> [Referring expression data]
####
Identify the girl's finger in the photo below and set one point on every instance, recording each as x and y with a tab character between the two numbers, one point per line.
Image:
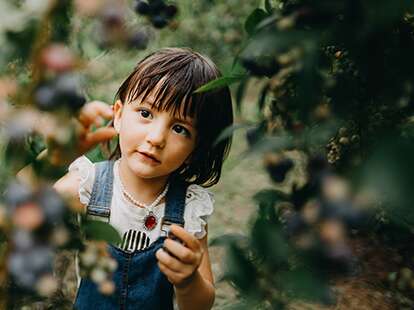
172	276
93	110
190	241
169	261
183	253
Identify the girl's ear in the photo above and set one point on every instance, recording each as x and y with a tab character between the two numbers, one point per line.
117	114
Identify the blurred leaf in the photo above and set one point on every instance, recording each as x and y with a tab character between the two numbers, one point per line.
228	239
301	283
270	242
254	19
229	131
220	82
268	6
388	176
240	270
98	230
262	97
270	197
22	40
241	90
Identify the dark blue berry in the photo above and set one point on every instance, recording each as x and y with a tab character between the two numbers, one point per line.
159	21
171	10
142	7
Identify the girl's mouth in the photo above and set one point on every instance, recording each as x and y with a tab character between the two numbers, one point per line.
150	158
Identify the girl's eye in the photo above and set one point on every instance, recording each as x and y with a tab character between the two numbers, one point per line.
144	113
181	130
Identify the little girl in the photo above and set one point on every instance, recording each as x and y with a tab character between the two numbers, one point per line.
152	187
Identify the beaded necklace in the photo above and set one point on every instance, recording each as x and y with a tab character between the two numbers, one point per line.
150	220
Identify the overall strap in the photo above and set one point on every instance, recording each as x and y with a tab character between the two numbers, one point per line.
101	197
175	205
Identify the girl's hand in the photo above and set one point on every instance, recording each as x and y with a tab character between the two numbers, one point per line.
94	113
179	262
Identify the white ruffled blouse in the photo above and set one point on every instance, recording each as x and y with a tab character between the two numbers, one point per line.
128	219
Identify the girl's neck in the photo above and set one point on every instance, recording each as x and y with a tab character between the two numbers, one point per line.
144	190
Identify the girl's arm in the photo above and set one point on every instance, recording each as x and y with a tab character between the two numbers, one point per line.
189	269
68	187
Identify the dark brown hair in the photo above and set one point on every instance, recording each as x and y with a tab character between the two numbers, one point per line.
177	73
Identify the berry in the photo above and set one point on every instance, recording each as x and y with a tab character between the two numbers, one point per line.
138	40
16	194
278	167
171	10
67	86
156	6
58	58
45	97
265	66
142	7
52	204
253	135
159	21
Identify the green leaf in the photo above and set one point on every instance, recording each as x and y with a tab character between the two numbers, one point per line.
220	82
270	197
254	19
268	6
228	239
241	90
262	97
229	131
97	230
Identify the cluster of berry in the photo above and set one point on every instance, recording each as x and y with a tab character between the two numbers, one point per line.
322	214
97	264
38	228
115	32
158	12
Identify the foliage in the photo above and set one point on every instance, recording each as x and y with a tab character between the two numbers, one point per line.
336	86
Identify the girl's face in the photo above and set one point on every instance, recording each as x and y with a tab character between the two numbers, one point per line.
153	143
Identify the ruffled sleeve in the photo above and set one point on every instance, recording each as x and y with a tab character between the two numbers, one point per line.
86	172
199	205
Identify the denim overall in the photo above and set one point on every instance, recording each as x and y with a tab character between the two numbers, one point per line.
139	282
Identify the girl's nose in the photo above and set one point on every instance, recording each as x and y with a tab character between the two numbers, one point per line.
157	135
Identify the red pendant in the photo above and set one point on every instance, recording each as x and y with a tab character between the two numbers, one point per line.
150	221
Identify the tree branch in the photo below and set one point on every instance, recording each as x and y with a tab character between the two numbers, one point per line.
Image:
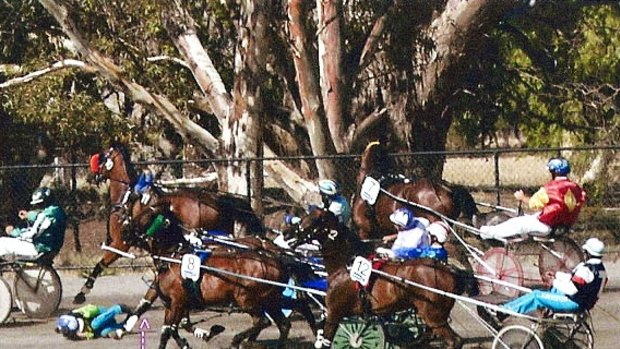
188	129
66	63
168	58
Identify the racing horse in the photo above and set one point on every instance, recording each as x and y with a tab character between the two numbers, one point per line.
373	221
226	276
211	211
384	296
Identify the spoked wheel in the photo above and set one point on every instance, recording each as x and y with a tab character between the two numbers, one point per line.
505	267
404	330
356	333
569	336
517	337
38	290
561	255
6	300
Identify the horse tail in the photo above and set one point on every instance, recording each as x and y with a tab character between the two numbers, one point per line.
464	201
241	210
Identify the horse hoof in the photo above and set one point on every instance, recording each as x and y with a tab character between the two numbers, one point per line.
79	298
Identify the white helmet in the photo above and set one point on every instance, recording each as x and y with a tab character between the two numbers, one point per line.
328	187
403	217
594	247
439	230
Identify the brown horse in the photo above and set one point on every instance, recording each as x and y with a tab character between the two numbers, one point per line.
211	211
385	296
225	280
373	221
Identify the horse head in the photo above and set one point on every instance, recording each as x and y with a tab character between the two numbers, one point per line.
113	164
338	243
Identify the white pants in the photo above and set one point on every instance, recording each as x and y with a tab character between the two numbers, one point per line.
521	225
13	246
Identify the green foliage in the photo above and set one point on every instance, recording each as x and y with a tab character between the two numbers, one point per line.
517	90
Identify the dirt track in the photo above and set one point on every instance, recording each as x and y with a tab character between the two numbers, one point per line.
21	332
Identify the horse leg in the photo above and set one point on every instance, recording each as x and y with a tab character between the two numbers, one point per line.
90	281
144	305
114	235
301	306
259	323
284	325
435	316
170	329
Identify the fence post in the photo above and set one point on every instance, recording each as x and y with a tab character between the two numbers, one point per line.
248	179
496	162
75	204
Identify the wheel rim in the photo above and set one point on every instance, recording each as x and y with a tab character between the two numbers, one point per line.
565	254
569	336
517	336
38	291
6	301
506	267
358	334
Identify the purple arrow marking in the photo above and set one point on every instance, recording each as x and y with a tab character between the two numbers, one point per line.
144	325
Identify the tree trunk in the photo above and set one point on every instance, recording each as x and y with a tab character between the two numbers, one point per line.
311	107
330	64
243	134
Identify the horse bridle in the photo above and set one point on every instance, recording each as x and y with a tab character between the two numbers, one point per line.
107	161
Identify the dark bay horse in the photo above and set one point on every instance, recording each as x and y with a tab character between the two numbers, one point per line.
373	221
385	296
211	211
223	282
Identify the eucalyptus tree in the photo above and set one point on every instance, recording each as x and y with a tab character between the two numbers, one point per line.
253	78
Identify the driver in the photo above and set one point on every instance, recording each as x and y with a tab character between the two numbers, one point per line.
578	290
92	321
559	202
334	201
46	233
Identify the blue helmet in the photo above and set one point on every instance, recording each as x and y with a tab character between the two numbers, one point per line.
67	325
559	166
403	217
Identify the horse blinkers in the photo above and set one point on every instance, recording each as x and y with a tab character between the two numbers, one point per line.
99	162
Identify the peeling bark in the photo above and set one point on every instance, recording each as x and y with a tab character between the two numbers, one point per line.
331	72
189	130
312	109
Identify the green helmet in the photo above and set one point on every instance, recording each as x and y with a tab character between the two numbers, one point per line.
41	195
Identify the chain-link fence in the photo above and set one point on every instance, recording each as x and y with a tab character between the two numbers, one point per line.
491	176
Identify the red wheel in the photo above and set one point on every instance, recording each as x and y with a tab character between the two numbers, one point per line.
507	268
561	255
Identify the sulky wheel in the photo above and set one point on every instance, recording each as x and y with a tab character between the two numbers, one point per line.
569	336
561	255
505	267
38	291
355	333
517	337
6	300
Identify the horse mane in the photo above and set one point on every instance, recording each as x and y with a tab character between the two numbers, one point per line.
129	166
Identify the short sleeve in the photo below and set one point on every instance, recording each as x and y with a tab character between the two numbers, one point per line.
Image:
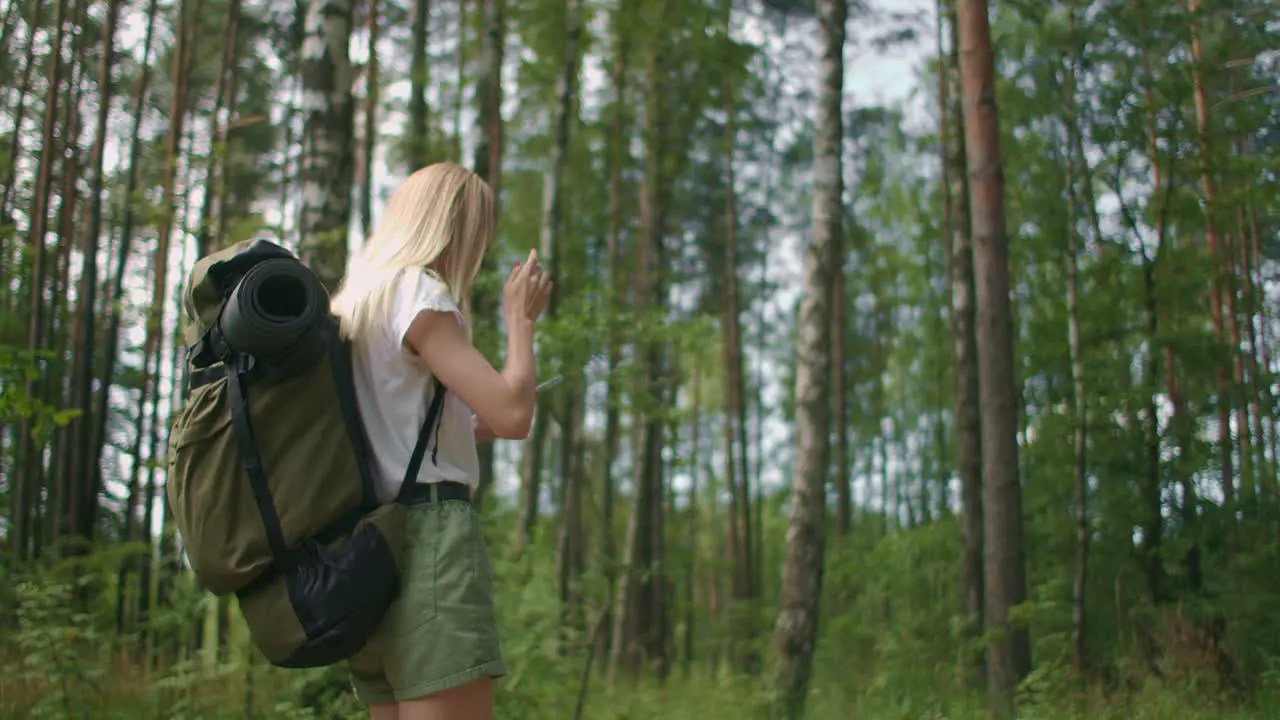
####
> [Exercise requirements]
The entries are to be restated word for word, and no picture should appear in the copy.

> [Task output]
Identify the girl's finger in the photo below and set one point on every instance, recording each as x and y with a tab character between the two numbers, one point per line.
Image:
172	276
93	110
190	241
169	261
183	253
Identify the girl's ear in the photo above and set one point on every instance, recording each as x and y with a tab character between the two numbers, one point per line.
117	114
Identify the blurred leaf in the photo above and set one point on every instance, recording each as x and y with a tab character between the two numbers, one point per line.
228	239
301	283
270	242
254	19
229	131
220	82
268	6
388	176
240	270
98	230
262	97
270	197
22	40
241	90
Identify the dark blue berry in the photo above and set one point on every instance, recording each as x and y with a tab character between the two numbers, one point per line.
159	21
171	10
142	7
Identify the girl's mouth in the photo above and set one point on every instance, recording each as x and y with a tab character between the two numbers, one point per line.
150	158
Identify the girl's eye in the photo above and set one point on every instance, recording each as x and y with a tab character between the two numbers, one point per line.
144	113
181	130
Identify the little girl in the photo above and set one point on every instance, recording each as x and y with a tab character between the two numbers, one point per line.
152	187
Identify the beaded necklace in the photo above and set one point on every instance, recording each as x and y with a tab character between the two numbers, one point per line.
150	220
Identify the overall strap in the photo above and set one point on every instance, recording each as x and y with a tab character between the two numbers, one point per line.
101	197
175	205
Identify the girl's hand in the photo above and set one point on every instance, recording each as x and y with a tab character between the two numbers, one point per line.
94	113
179	262
Identify the white ruffled blouse in the photo above and set one point on every instance, recording each as x and y with a tab character between the two numbers, one point per line.
128	219
Identify the girl's neck in the photo above and set one point on every instance, recording each as x and y with a tab character between the two numbers, one point per line.
144	190
Identify the girl's arm in the photo above and set one point on every instance, recording each as x and y with a tab character between the two numbers, one point per line.
189	269
68	187
Identify the dark brown hair in the photo above and set one point on every instance, recording each as x and y with a tab character between the two numbers, one point per line.
177	73
Identify the berry in the photo above and set one point on every instance, recording each as x and y with a tab character between the two numbers, one point per line.
138	40
16	194
278	167
171	10
67	86
156	6
58	58
45	97
265	66
142	7
52	204
253	135
159	21
Identify the green leaf in the photo above and set one point on every instance, recording each as x and y with a tab character between the two numbers, one point per line.
220	82
270	197
254	19
268	6
228	239
241	90
262	97
229	131
97	230
Identify the cluster of berry in the photo above and set one point on every instance, recording each as x and y with a tab character between the two numbers, one point per line.
322	214
97	264
38	228
115	32
158	12
Identify the foliage in the photo above and set one point on every instance, recording each as x and y with a tab character between the two numbers, one point per line.
336	86
Identify the girl's face in the photo above and set one point on every instance, recording each as x and y with a tab character between the two numbers, one point per line.
153	143
Identify the ruffled sleeve in the photo above and set one point on every instance, recording each as x and y with a tab character between the two numbers, one point per line.
86	172
199	205
Identify the denim overall in the photo above and set one point on every instance, recording each as x and y with a tab character between the two numbers, one point per line.
139	282
Identify the girl's nose in the photo above and set one point on every instance, recording each as x and y with a tab character between the two numbers, one point per line.
157	135
Identify the red pendant in the photo above and set one point on every instance, recording each as x and y with a tab character between the two numbers, one point per line.
150	221
Identify the tree branch in the photo below and set one point on every instance, recording each as x and y with a tab character between the two numbers, one point per line.
Image:
188	129
66	63
168	58
Identify the racing horse in the photo above and set one point on every instance, recording each as x and y with a tab character between the two numbers, one point per line.
373	221
226	276
211	211
384	296
Identify the spoked wheel in the photo above and set one point on every instance, recording each as x and y with a tab character between the two numbers, one point per line.
505	267
404	330
356	333
569	336
517	337
38	290
561	255
6	300
Identify the horse tail in the photo above and set one point on every instance, recording each as x and y with a tab character between the two numbers, one point per line.
464	201
241	210
Identify the horse hoof in the photo above and set one point on every instance, recording each as x and y with a tab character between the two numbers, one point per line.
79	298
Identify the white helmet in the photo above and set one point on every instance, recording each as x and y with a tab character between the two numbers, one point per line.
328	187
403	217
594	247
439	230
Identify the brown horse in the photo above and set one point on every instance, recording each as x and y with a tab character between the two numbers, one point per line.
211	211
385	296
225	280
373	221
Identify the horse head in the photo above and set one point on every instance, recording each as x and y with a tab character between the two numbers, one point per line.
113	164
338	243
Identify the white pants in the photo above and set one point on every instance, recording each as x and y with a tab character between the two numbers, one point per line.
521	225
13	246
Identify the green foliage in the photo above and set one point on every instance, recording each as x and y with a tab character between the two numbers, one point per line.
517	90
Identify the dirt track in the photo above and set one point on every instance, recording each as x and y with a tab character between the two numbers, one point per line.
21	332
Identify the horse leg in the photo above and set one point on every instance, recording each as x and y with a tab character between the two numbers, one point per line.
90	281
144	305
114	235
301	306
259	323
284	325
435	316
170	329
Identify the fence post in the photo above and set one point on every instance, recording each as x and y with a tab character between the two numbers, one point per line.
248	179
496	162
75	204
Identify the wheel rim in the photo above and set one point on every instance, recording each as x and y with a tab character between the two numbers, one point per line.
565	254
569	336
517	336
38	291
6	301
506	267
358	334
Identify the purple arrow marking in the photo above and set one point on every instance, recording each as x and y with a tab character between the two numbers, one point per line.
144	325
Identify the tree trunk in the photo above and set one point on every instance, recording each as x and y with a tab character between the two numbers, one point per line.
311	107
330	64
243	134
Identify the horse bridle in the photo above and set one point on every instance, recording each as x and y with a tab character between the two numbers, one point per line.
107	161
Identify the dark bay horse in the photo above and set one point on every instance, recording each as x and y with a tab character between the two numbers, one point per line.
373	221
385	296
211	211
223	282
Identify the eucalyptus tree in the photo above and set one point on every instance, recording each as x and y with a tab character between the two numbers, one point per line.
253	78
Identify the driver in the photo above and set one point on every instance, recording each as x and y with a tab character between the two numbers, one point per line.
578	290
92	321
559	202
334	201
46	233
Identify the blue helmet in the photo above and set one point on every instance, recording each as x and y with a tab character between the two numbers, one point per line.
67	325
559	166
403	217
Identify the horse blinkers in the photo above and set one point on every instance, recording each as x and y with a tab character between the two numbers, one point per line.
99	162
Identify the peeling bark in the photo above and set one point on every instance, recording each as x and y with a tab character between the two numbers, one point per line.
331	72
189	130
312	109
Identify the green helmet in the photo above and set one point on every instance, recording each as x and y with a tab character between the two numbers, one point per line.
41	195
Identify the chain-link fence in the photo above and set one point on every instance, recording each as x and y with a tab character between the two numbers, one point per line.
491	176
Identify the red wheel in the photo above and set one point on every instance, recording each as x and y with a tab character between the two numbers, one point per line.
507	268
561	255
Identify the sulky wheel in the photo above and set one point on every instance, recording each as x and y with a tab character between the two numbers, one point per line.
569	336
561	255
505	267
38	291
355	333
517	337
6	300
Identify the horse mane in the photo above and set one point on every instance, recording each as x and y with a tab character between the two numbers, one point per line.
129	166
Identify the short sleeve in the photo below and set one point on every instance, recording each as x and y with a tab character between the two numbers, one point per line.
Image:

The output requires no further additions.